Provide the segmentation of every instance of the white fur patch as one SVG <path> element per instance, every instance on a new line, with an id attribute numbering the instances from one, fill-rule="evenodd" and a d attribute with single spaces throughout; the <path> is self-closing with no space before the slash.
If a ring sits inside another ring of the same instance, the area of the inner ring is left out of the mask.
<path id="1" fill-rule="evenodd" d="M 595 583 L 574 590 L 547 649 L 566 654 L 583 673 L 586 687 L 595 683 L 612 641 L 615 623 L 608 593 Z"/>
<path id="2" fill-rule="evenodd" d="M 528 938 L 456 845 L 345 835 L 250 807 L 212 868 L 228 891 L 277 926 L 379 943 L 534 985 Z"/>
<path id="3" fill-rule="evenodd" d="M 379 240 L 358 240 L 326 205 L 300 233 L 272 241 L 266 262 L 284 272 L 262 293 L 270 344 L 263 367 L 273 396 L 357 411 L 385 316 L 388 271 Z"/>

...

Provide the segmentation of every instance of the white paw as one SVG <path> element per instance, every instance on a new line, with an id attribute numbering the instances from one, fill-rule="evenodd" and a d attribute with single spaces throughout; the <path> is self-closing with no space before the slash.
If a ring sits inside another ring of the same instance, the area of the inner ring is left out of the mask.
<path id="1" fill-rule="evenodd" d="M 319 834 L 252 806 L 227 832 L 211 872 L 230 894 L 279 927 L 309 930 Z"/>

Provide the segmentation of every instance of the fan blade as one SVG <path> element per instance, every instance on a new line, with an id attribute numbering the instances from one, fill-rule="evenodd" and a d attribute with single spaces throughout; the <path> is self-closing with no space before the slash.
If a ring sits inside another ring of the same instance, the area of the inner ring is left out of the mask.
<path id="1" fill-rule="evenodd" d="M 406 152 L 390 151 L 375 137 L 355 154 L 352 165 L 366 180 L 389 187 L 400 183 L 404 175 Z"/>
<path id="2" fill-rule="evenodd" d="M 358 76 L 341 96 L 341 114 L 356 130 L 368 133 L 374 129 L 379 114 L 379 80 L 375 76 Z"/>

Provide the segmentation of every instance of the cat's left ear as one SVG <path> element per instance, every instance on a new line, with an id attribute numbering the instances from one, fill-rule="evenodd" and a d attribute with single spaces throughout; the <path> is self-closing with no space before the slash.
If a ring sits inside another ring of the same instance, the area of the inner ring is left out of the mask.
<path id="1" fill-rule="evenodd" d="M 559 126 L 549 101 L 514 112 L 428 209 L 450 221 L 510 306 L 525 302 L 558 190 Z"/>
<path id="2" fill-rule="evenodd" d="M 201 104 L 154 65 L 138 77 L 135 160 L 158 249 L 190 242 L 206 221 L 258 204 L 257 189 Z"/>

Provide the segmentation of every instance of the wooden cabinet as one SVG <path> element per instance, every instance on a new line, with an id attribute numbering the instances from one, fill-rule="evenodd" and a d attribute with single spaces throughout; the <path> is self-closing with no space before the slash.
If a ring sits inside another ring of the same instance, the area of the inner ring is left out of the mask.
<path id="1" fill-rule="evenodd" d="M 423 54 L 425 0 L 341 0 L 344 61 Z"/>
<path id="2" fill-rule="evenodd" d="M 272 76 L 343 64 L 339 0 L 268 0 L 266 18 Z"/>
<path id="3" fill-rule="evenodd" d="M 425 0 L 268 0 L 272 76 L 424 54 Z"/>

--

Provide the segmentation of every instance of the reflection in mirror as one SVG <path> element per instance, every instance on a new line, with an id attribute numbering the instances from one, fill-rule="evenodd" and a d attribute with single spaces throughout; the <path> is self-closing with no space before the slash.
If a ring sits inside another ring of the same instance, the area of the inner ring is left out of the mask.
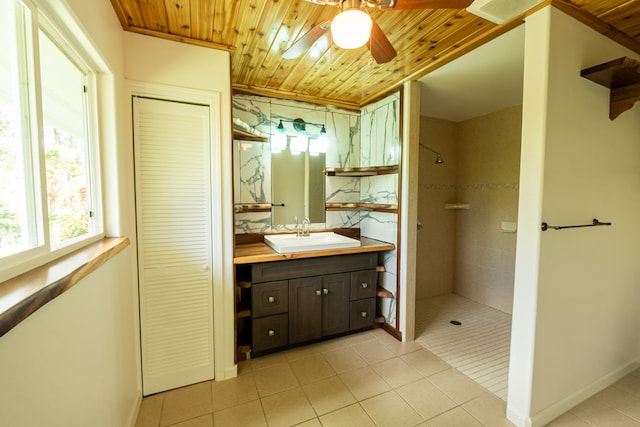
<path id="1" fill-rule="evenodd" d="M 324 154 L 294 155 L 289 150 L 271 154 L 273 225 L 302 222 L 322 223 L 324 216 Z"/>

» **Activity**
The answer must be every line of the records above that holds the word "white".

» **Response below**
Provide the segmentation of every instance of the white fur patch as one SVG <path> element per instance, every instance on a new line, with an id attribute numbering the instances from one, fill-rule="evenodd" and a d attribute with single spaces throughout; the <path> is self-closing with no space before the slash.
Provide the segmentation of every instance of the white paw as one SVG <path> element per instance, every instance on a new line, with an id attribute numbering the instances from one, fill-rule="evenodd" and a d attribute with single spaces throughout; the <path> is self-closing with no space before the slash.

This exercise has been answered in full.